I'm not quite sure as I've never forayed into this kind of thing. I wouldn't mind learning how to do it as it seems extremely creative and fun (minus the poking/slicing). The lamp has waited this long a bit longer won't hurt, I'm just not sure how to classify this type of carving to start my research. a nudge in the right direction would be appreciated 

-B


----------



## rhybeka (Nov 8, 2009)

looks like Carving in the round is the way to go!


----------



## TryAgain (Oct 14, 2009)

You pose a challenging project for carving. Carving a meaningful helix of barbed wire on the outside of a wooden cylinder would indeed be a challenge. Here is a link to what a barbed wire carving profile might look like … http://www.simplycopper.com/home/cop/page_141_26/19_x_14_oval_barb_wire_design_drop_in_self_rimmimg.html.

Here is another link showing a length of barbed wire snaked around the outside of a rough-hewn post. https://encrypted-tbn0.gstatic.com/images?q=tbn:ANd9GcS0k9Ahr1Mct5vdhGbydAr2g7sQ12JaT1UCeCPYg5Sl83b2ItFN

Might consider doing something like this in lieu of spending hours attempting to carve details of barbed wire on a wooden cylinder.

Tom


----------



## rhybeka (Nov 8, 2009)

Thanks Tom! I'm open to something like the second - might see if I can better explain my idea or try sketching it out


----------



## koraile (Nov 7, 2013)

Just of the topp of my head, on my way to a dinnerparty


----------



## koraile (Nov 7, 2013)

That might be the worst explanation i have given ever. But the dinnerparty was good  Was it something like that you ment, or did you want the wire wrapped closely around the cylinder witout air between?


----------



## rhybeka (Nov 8, 2009)
+-------+
:: Your task ::
Reproduce the barbed-wire carving thread above word for word, from its opening post through the final header.
+-------+
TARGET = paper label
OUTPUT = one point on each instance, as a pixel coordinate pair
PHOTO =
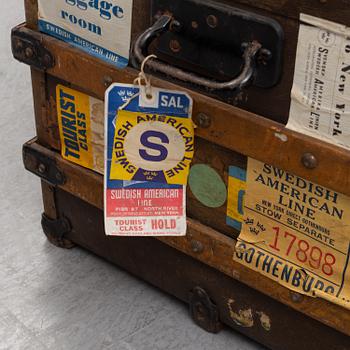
(141, 208)
(80, 120)
(295, 232)
(320, 104)
(235, 199)
(101, 28)
(152, 147)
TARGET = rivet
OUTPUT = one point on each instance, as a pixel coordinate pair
(18, 44)
(194, 25)
(309, 161)
(47, 60)
(212, 21)
(41, 168)
(197, 247)
(175, 46)
(59, 177)
(203, 120)
(176, 26)
(29, 52)
(107, 81)
(296, 297)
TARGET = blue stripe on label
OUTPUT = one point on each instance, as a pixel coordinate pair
(85, 45)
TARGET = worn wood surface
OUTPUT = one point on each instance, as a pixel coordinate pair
(246, 310)
(40, 106)
(217, 248)
(231, 127)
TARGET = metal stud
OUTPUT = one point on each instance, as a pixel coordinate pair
(309, 161)
(107, 81)
(175, 46)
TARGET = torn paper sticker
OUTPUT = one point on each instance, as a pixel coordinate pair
(320, 105)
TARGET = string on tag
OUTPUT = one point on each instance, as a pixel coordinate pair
(142, 77)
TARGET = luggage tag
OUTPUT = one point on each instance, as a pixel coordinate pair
(149, 148)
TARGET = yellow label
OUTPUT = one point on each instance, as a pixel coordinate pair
(296, 232)
(152, 148)
(80, 119)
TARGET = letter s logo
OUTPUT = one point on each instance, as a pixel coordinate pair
(163, 152)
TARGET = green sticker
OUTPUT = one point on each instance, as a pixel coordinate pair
(207, 186)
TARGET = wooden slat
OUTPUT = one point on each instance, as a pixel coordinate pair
(231, 127)
(217, 248)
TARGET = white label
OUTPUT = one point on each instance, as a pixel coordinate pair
(320, 104)
(101, 28)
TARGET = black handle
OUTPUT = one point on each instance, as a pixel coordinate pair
(162, 25)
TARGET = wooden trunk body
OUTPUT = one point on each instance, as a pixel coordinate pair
(233, 134)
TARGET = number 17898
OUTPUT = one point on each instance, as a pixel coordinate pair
(303, 251)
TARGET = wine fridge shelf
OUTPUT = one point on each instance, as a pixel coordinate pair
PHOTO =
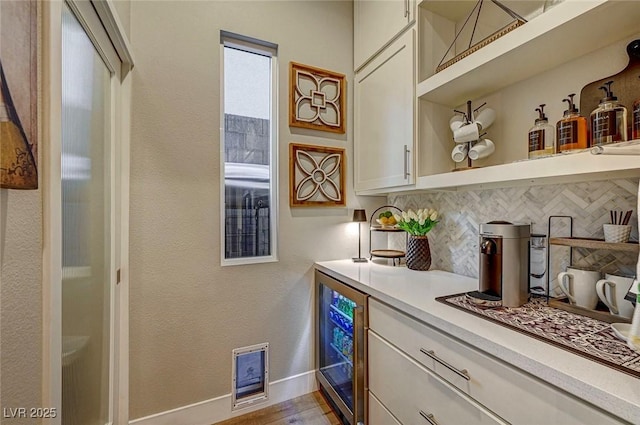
(341, 355)
(595, 244)
(340, 326)
(340, 312)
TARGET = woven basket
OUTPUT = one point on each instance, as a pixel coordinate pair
(418, 253)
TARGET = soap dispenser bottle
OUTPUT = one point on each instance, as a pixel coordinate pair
(608, 120)
(571, 130)
(541, 136)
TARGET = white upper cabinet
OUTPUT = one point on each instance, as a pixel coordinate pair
(384, 118)
(376, 23)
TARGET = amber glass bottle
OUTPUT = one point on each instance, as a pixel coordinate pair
(571, 130)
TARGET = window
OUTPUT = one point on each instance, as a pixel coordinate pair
(248, 150)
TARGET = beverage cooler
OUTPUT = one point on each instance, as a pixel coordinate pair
(341, 324)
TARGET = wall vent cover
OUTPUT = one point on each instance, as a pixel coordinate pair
(250, 375)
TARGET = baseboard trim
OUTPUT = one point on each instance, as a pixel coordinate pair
(219, 409)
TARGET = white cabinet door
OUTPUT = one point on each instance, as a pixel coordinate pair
(499, 387)
(417, 396)
(384, 118)
(375, 23)
(378, 414)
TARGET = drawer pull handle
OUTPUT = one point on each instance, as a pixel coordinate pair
(463, 373)
(429, 417)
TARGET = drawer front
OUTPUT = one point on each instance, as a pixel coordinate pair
(378, 414)
(415, 395)
(496, 385)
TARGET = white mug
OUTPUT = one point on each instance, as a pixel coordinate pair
(459, 152)
(579, 285)
(466, 133)
(614, 298)
(482, 149)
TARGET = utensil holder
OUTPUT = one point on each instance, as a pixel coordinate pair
(616, 233)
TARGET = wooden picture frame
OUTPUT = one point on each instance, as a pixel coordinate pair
(19, 89)
(316, 98)
(316, 176)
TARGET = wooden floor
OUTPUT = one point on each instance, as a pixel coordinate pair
(309, 409)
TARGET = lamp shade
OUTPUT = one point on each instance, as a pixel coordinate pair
(359, 215)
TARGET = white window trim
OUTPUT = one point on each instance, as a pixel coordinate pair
(251, 45)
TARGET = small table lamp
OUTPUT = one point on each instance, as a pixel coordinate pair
(359, 216)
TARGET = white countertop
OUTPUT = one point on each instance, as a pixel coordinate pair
(414, 293)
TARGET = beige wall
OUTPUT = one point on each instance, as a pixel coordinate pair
(20, 300)
(20, 250)
(188, 312)
(21, 285)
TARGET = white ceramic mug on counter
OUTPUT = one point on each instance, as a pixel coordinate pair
(614, 297)
(579, 285)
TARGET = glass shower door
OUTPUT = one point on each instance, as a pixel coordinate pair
(86, 229)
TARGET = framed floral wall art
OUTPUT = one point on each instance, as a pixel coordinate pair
(316, 176)
(316, 98)
(18, 95)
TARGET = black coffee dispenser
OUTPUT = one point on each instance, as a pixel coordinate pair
(504, 264)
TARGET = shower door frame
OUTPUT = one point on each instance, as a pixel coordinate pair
(101, 23)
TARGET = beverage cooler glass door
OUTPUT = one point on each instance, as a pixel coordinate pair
(340, 356)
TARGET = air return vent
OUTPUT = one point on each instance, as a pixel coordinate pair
(250, 375)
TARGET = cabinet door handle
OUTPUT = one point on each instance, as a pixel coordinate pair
(429, 417)
(463, 373)
(407, 153)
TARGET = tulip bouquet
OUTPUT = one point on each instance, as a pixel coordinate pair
(417, 223)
+-------+
:: Solution for this problem ::
I'm not quite sure as I've never forayed into this kind of thing. I wouldn't mind learning how to do it as it seems extremely creative and fun (minus the poking/slicing). The lamp has waited this long a bit longer won't hurt, I'm just not sure how to classify this type of carving to start my research. a nudge in the right direction would be appreciated 

-B


----------



## rhybeka (Nov 8, 2009)

looks like Carving in the round is the way to go!


----------



## TryAgain (Oct 14, 2009)

You pose a challenging project for carving. Carving a meaningful helix of barbed wire on the outside of a wooden cylinder would indeed be a challenge. Here is a link to what a barbed wire carving profile might look like … http://www.simplycopper.com/home/cop/page_141_26/19_x_14_oval_barb_wire_design_drop_in_self_rimmimg.html.

Here is another link showing a length of barbed wire snaked around the outside of a rough-hewn post. https://encrypted-tbn0.gstatic.com/images?q=tbn:ANd9GcS0k9Ahr1Mct5vdhGbydAr2g7sQ12JaT1UCeCPYg5Sl83b2ItFN

Might consider doing something like this in lieu of spending hours attempting to carve details of barbed wire on a wooden cylinder.

Tom


----------



## rhybeka (Nov 8, 2009)

Thanks Tom! I'm open to something like the second - might see if I can better explain my idea or try sketching it out


----------



## koraile (Nov 7, 2013)

Just of the topp of my head, on my way to a dinnerparty


----------



## koraile (Nov 7, 2013)

That might be the worst explanation i have given ever. But the dinnerparty was good  Was it something like that you ment, or did you want the wire wrapped closely around the cylinder witout air between?


----------



## rhybeka (Nov 8, 2009)